下面的记录中，有几行含有“pink”这个词？请只给出数字。

--------------------

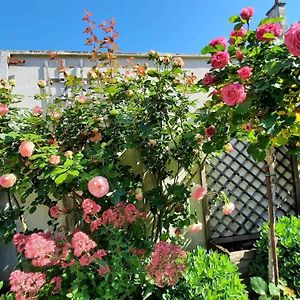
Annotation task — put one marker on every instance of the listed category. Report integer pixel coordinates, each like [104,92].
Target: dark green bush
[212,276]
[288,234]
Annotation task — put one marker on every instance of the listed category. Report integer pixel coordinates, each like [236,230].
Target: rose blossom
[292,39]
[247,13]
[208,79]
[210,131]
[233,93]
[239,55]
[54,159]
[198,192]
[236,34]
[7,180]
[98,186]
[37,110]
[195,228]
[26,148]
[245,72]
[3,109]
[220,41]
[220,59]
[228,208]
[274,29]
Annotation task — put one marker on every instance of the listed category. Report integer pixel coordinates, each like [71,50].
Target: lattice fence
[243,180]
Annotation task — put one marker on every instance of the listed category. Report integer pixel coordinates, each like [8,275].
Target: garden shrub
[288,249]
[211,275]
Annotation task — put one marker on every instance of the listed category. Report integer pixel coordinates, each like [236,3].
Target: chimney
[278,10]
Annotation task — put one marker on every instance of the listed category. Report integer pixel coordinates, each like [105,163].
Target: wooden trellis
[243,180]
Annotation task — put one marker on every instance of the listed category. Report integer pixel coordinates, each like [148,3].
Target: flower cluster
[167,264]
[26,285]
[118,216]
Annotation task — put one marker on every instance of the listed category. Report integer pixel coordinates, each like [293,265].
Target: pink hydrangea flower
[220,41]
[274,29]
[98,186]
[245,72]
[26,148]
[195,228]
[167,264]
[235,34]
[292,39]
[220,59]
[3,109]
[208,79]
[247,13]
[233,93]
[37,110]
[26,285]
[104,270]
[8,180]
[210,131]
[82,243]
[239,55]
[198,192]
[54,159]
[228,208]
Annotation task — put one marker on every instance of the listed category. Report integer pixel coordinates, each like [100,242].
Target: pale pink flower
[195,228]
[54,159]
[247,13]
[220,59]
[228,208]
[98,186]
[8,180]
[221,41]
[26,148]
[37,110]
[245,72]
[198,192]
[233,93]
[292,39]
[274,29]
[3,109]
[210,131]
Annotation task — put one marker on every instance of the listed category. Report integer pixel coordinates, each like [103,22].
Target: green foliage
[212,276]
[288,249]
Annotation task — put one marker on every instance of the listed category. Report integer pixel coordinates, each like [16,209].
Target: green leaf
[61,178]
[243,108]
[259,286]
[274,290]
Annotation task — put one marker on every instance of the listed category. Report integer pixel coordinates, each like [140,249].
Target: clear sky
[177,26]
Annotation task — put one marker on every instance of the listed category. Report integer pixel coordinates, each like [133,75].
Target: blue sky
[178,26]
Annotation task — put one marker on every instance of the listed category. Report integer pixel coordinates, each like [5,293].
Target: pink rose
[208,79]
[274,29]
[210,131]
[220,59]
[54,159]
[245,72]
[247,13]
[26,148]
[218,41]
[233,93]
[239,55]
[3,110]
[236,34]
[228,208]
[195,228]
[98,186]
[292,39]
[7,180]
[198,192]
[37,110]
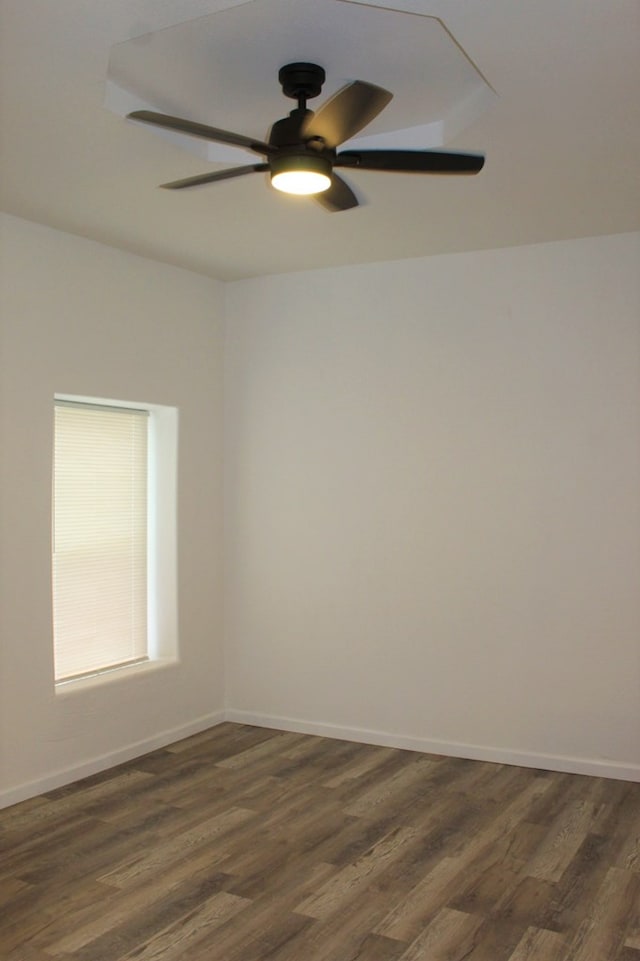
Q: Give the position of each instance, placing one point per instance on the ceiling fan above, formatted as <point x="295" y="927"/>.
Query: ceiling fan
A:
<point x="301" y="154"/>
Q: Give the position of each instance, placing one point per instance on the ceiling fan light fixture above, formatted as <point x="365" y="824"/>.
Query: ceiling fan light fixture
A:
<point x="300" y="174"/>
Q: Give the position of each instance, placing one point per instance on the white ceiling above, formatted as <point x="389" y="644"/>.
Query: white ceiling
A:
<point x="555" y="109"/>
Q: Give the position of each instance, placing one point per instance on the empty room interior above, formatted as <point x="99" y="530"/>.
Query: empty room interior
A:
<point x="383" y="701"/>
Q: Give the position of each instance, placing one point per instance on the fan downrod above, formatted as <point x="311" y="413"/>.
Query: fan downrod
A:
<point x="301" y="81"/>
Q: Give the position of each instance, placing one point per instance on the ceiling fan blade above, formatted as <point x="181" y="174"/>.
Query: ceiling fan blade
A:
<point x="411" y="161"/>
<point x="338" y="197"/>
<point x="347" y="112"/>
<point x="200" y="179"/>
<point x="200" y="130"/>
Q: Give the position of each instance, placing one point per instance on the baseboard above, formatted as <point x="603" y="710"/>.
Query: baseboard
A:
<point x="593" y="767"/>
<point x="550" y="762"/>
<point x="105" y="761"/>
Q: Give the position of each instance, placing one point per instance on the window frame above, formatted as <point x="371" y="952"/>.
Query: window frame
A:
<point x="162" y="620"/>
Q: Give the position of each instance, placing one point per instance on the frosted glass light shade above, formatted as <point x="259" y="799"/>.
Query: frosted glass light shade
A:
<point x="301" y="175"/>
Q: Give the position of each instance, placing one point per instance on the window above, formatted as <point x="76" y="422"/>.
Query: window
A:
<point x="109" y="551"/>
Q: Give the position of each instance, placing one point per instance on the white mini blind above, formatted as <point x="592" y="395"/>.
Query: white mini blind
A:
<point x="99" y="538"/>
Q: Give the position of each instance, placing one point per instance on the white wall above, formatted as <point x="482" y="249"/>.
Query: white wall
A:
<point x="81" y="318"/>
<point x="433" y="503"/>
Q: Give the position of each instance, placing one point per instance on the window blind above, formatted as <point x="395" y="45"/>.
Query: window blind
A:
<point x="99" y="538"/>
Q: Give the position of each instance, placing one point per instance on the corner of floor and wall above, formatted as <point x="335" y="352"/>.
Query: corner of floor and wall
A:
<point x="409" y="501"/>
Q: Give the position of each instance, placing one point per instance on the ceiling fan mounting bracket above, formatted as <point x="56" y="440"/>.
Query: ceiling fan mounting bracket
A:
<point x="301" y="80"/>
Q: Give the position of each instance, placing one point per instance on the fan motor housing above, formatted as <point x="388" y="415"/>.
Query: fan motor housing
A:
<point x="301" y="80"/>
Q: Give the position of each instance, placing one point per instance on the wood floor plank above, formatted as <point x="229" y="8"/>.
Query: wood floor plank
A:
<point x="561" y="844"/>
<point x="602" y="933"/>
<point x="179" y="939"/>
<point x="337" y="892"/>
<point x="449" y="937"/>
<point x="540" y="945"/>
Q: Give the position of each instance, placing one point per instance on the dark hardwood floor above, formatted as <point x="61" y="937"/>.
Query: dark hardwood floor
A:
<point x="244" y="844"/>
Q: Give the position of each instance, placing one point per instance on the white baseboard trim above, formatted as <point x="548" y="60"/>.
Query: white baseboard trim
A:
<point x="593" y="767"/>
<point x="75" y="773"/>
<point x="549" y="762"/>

--------------------

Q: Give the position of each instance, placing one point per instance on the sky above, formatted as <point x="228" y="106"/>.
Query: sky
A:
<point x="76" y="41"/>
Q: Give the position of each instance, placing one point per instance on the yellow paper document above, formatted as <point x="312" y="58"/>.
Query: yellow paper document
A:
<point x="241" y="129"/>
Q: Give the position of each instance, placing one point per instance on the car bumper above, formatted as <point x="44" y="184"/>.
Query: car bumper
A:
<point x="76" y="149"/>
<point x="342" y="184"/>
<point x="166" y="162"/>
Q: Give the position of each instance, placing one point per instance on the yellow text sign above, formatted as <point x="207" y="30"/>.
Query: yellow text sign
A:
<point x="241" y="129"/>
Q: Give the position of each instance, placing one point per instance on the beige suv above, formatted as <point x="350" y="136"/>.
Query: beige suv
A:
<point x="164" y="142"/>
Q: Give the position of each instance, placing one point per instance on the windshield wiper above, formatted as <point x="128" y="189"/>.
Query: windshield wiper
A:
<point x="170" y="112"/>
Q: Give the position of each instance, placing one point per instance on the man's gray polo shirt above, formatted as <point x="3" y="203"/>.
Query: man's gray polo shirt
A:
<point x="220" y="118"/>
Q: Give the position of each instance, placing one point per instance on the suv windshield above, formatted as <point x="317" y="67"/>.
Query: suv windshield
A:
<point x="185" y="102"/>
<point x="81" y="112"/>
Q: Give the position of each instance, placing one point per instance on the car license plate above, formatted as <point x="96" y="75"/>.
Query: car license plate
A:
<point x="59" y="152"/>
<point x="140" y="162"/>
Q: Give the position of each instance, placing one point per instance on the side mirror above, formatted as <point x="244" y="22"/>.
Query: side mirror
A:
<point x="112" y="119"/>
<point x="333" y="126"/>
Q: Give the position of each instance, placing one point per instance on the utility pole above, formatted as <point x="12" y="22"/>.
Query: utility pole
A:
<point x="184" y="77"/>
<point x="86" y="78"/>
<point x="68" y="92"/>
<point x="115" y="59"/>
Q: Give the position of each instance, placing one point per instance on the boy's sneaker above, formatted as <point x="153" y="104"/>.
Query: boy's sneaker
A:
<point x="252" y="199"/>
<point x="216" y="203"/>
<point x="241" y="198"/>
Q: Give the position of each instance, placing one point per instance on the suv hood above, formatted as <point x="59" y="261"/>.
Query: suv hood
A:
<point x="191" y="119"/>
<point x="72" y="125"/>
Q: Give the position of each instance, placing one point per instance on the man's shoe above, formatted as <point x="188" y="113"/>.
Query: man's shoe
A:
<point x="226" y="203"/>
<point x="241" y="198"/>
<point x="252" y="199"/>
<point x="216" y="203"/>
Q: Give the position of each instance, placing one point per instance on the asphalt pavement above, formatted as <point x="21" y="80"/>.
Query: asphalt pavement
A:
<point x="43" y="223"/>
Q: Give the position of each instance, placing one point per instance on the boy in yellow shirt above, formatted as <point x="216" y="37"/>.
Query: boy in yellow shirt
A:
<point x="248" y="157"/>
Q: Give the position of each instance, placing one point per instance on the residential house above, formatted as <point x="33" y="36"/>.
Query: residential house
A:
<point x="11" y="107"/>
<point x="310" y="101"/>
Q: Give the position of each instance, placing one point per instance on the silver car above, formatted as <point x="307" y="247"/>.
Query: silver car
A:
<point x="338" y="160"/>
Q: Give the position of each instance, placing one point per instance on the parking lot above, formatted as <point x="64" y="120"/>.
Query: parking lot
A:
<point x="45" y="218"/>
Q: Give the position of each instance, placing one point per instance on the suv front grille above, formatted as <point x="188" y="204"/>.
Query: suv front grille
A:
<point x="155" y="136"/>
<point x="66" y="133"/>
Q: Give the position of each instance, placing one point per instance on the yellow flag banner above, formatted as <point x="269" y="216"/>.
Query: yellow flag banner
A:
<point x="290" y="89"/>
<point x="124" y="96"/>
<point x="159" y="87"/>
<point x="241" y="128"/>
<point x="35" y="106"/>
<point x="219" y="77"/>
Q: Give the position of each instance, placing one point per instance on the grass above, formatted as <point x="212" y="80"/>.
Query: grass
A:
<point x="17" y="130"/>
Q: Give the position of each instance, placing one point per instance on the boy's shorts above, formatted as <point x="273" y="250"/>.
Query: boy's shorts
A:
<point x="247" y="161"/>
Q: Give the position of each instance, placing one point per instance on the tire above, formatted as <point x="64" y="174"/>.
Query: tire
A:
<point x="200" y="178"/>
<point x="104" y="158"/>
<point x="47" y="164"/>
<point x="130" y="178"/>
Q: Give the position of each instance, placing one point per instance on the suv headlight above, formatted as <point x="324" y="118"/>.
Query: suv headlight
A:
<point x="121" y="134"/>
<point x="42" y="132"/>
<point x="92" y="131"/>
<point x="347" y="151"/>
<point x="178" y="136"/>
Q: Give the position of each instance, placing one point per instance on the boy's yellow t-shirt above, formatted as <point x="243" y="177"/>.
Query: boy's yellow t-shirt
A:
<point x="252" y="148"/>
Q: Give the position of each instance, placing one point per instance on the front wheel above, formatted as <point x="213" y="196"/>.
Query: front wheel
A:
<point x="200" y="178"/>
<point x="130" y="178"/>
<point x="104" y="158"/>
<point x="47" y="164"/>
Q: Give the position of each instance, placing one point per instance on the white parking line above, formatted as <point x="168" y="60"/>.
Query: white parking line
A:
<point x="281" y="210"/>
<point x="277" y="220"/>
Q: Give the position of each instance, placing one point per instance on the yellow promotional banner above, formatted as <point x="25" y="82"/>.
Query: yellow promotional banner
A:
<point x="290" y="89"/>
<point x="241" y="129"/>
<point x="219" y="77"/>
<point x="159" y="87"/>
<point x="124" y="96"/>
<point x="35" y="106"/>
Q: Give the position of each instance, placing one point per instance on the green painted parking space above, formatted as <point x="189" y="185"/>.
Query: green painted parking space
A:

--------------------

= 完成结果 =
3